____ Stored data

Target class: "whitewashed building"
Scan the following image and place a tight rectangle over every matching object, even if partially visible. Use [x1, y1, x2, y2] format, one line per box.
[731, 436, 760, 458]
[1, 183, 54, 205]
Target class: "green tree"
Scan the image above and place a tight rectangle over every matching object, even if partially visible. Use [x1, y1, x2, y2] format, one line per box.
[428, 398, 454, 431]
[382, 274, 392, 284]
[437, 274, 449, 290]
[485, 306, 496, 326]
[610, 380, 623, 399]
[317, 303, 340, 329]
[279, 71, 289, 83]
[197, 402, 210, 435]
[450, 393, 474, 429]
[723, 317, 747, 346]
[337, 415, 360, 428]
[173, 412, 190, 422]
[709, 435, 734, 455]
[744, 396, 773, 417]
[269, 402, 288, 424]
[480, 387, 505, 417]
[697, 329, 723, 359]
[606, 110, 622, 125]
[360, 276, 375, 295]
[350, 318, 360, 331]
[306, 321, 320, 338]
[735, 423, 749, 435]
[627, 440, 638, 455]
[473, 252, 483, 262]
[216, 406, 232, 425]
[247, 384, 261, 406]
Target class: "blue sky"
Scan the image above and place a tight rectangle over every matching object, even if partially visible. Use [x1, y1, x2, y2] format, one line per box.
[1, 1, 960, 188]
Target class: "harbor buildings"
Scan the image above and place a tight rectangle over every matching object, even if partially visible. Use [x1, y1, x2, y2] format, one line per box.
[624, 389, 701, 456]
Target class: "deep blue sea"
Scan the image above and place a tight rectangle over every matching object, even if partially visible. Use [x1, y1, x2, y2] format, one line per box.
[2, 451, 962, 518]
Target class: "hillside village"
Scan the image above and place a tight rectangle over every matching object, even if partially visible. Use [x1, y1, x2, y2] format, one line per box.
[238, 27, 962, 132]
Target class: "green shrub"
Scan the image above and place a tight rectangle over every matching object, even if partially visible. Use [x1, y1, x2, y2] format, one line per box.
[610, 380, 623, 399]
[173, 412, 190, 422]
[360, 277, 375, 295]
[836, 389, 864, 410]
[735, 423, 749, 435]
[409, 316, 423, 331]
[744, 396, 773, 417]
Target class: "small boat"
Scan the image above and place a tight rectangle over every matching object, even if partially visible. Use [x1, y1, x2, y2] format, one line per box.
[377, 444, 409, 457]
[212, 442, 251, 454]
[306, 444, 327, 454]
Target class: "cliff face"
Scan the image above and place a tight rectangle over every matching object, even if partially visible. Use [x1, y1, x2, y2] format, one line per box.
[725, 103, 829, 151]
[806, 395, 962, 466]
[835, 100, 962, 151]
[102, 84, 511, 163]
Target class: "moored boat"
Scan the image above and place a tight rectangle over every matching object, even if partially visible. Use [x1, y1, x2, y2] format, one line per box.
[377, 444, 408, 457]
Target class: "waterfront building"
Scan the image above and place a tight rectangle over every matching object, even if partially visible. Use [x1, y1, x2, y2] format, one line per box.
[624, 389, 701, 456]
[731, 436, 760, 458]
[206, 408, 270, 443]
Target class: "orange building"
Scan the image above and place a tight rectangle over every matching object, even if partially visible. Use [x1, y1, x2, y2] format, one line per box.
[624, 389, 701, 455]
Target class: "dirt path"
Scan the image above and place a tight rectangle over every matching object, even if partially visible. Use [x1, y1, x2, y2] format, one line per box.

________

Task – All lines with the string "boat" must be copied from the data.

Written response –
Target class: "small boat"
Target class: "moored boat"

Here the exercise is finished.